▸ **Records for the task**
——

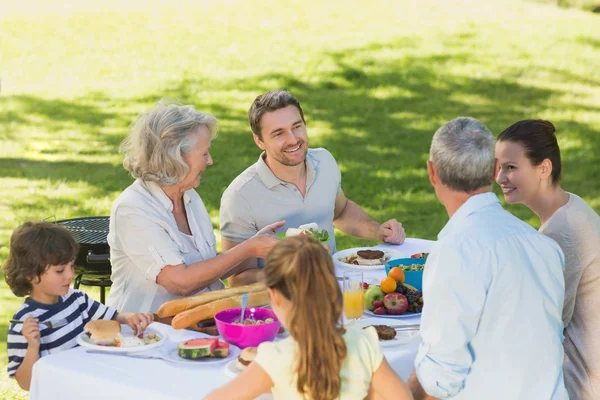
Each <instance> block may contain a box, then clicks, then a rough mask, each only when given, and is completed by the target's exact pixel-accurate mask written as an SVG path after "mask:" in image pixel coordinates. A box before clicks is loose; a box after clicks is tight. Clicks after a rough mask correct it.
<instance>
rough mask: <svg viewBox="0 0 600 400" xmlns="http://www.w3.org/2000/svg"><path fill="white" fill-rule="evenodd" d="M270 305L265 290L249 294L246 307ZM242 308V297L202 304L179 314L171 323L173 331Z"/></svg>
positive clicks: (174, 318) (183, 327)
mask: <svg viewBox="0 0 600 400" xmlns="http://www.w3.org/2000/svg"><path fill="white" fill-rule="evenodd" d="M269 303H270V300H269V293H268V292H267V291H266V290H262V291H260V292H255V293H250V294H249V295H248V307H258V306H264V305H267V304H269ZM241 306H242V295H237V296H233V297H228V298H225V299H221V300H216V301H213V302H212V303H208V304H203V305H200V306H198V307H195V308H192V309H191V310H187V311H183V312H180V313H179V314H177V315H176V316H175V318H173V321H171V326H172V327H173V328H175V329H183V328H187V327H188V326H190V325H195V324H197V323H198V322H200V321H203V320H205V319H209V318H213V317H214V316H215V314H216V313H218V312H219V311H223V310H227V309H228V308H235V307H241Z"/></svg>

——

Please copy every entry exactly, without the pictures.

▸ **Answer space**
Each <instance> block may contain a box, then clicks, then a rough mask, each only when given, and is completed by the target's exact pixel-accurate mask written as an SVG path after "mask:" in image pixel coordinates. A box before clicks is loose; a box after clicks is tight. Clicks after a rough mask correct it.
<instance>
rough mask: <svg viewBox="0 0 600 400" xmlns="http://www.w3.org/2000/svg"><path fill="white" fill-rule="evenodd" d="M270 305L265 290L249 294L246 307ZM242 308V297L202 304L179 314L171 323L173 331Z"/></svg>
positive clicks: (174, 318) (183, 327)
mask: <svg viewBox="0 0 600 400" xmlns="http://www.w3.org/2000/svg"><path fill="white" fill-rule="evenodd" d="M269 303H270V300H269V293H268V292H267V291H266V290H262V291H260V292H255V293H250V294H249V295H248V307H258V306H264V305H267V304H269ZM241 306H242V295H237V296H233V297H228V298H225V299H221V300H216V301H213V302H212V303H208V304H203V305H200V306H198V307H195V308H192V309H191V310H187V311H183V312H180V313H179V314H177V315H176V316H175V318H173V321H171V326H172V327H173V328H175V329H183V328H187V327H188V326H190V325H195V324H197V323H198V322H200V321H203V320H205V319H209V318H213V317H214V316H215V314H216V313H218V312H219V311H223V310H227V309H228V308H235V307H241Z"/></svg>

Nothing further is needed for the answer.